Over a month later, on April 29, the Health Department clarified that homes should not take any new residents if they were unable to meet their needs, including a checklist of standards for coronavirus care and prevention.

In the meantime, some nursing homes felt obligated and overwhelmed.

Gurwin Jewish, a 460-bed home on Long Island, seemed well-prepared for the coronavirus in early March, with movable walls to seal off hallways for the infected.

But after the state order, a trickle of recovering COVID-19 patients from local hospitals turned into a flood of 58 people.

More walls were put up, but other residents nonetheless began falling sick and dying. In the end, 47 Gurwin residents died of confirmed or suspected COVID-19.

The state order ‘put staff and residents at great risk,’ CEO Stuart Almer said.

‘We can’t draw a straight line from bringing in someone positive to someone catching the disease, but we’re talking about elderly, fragile and vulnerable residents.’

The Society for Post-Acute and Long-Term Care Medicine, known as AMDA, had warned from the beginning that Cuomo’s order admitting infected patients posed a ‘clear and present danger’ to nursing home residents.

Now, Jeffrey N. Nichols, who serves on the executive committee of the group, said ‘the effect of that order was to contribute to 5,000 deaths.’

Nationally, over 35,500 people have died from coronavirus outbreaks at nursing homes and long-term care facilities, about a third of the overall death toll, according to the AP’s running tally.
------
THINGS TO DO:
**1)** Shorten the paragraph of the nursing home passage that begins "The Society for Post-Acute and Long-Term Care Medicine," keeping its main facts.
**2)** List every person named in the nursing home passage.
**3)** Rewrite the nursing home passage between "Gurwin Jewish, a" and "nursing home residents.", inclusive, changing "walls" to "partitions".
The material has no connection to the nursing home passage.

DATA BELOW:
------
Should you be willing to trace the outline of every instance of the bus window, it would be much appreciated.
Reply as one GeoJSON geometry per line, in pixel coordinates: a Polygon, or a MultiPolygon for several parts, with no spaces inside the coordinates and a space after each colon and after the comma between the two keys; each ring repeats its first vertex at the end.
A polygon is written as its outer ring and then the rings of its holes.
------
ANSWERS BY ITEM NUMBER:
**1)** AMDA, the Society for Post-Acute and Long-Term Care Medicine, warned from the start that Cuomo's order admitting infected patients was a "clear and present danger" to nursing home residents.

**2)**
Stuart Almer
Cuomo
Jeffrey N. Nichols

**3)**
Gurwin Jewish, a 460-bed home on Long Island, seemed well-prepared for the coronavirus in early March, with movable partitions to seal off hallways for the infected.

But after the state order, a trickle of recovering COVID-19 patients from local hospitals turned into a flood of 58 people.

More partitions were put up, but other residents nonetheless began falling sick and dying. In the end, 47 Gurwin residents died of confirmed or suspected COVID-19.

The state order ‘put staff and residents at great risk,’ CEO Stuart Almer said.

‘We can’t draw a straight line from bringing in someone positive to someone catching the disease, but we’re talking about elderly, fragile and vulnerable residents.’

The Society for Post-Acute and Long-Term Care Medicine, known as AMDA, had warned from the beginning that Cuomo’s order admitting infected patients posed a ‘clear and present danger’ to nursing home residents.